Exercise requirements:
Gather every line of the records that contains the word "hair" and copy each one.

Records supplied:
——

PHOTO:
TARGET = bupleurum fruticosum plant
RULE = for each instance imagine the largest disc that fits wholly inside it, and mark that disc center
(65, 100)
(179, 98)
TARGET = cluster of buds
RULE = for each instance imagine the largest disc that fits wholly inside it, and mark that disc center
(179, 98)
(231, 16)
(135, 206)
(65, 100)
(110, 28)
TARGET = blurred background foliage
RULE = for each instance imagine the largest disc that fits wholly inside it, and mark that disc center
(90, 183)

——

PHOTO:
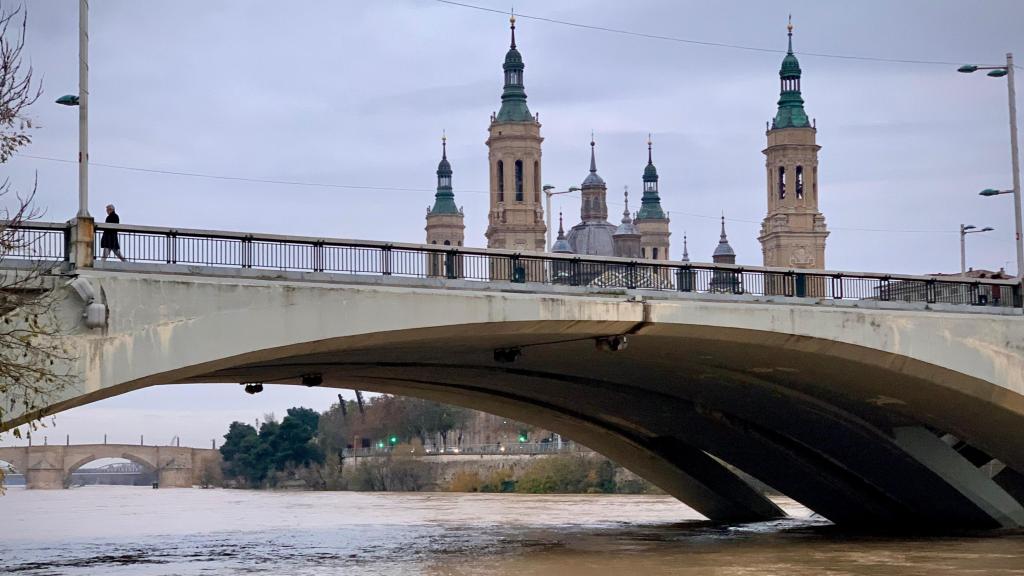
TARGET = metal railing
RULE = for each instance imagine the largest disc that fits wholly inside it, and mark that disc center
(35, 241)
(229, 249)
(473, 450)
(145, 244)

——

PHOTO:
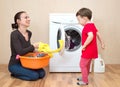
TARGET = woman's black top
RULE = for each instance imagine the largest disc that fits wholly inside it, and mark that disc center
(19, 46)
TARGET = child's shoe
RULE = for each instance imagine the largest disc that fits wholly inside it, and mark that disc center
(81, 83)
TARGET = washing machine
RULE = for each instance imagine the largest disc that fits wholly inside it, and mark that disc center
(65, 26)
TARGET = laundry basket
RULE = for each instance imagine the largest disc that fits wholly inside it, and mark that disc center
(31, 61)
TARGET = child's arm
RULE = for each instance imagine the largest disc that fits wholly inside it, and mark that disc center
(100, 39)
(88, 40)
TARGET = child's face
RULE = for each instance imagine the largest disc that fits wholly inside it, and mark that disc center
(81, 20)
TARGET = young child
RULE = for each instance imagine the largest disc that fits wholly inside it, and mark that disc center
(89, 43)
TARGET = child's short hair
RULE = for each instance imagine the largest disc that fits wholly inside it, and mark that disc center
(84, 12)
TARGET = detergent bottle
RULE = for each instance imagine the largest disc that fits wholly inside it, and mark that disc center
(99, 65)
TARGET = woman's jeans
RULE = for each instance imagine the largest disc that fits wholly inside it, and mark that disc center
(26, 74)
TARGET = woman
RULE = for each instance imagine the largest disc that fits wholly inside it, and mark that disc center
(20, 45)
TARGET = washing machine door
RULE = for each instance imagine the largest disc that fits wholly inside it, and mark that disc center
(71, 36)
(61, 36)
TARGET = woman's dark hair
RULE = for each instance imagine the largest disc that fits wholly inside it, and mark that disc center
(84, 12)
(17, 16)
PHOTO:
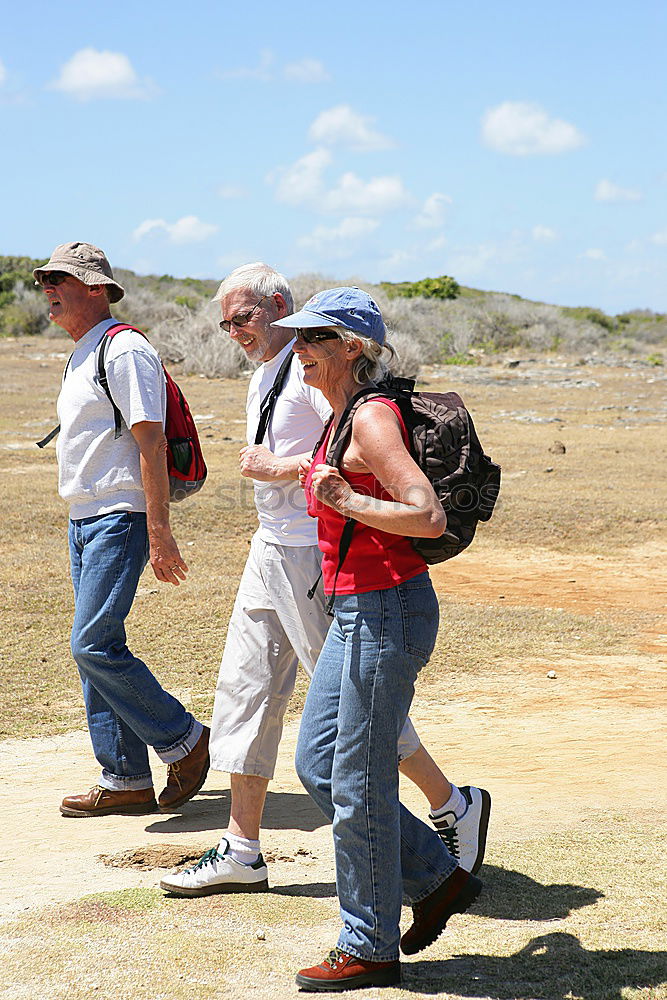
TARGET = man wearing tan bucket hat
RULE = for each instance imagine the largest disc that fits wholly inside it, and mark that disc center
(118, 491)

——

Complete answer:
TARGET = child's short hair
TARGET = woman's dark hair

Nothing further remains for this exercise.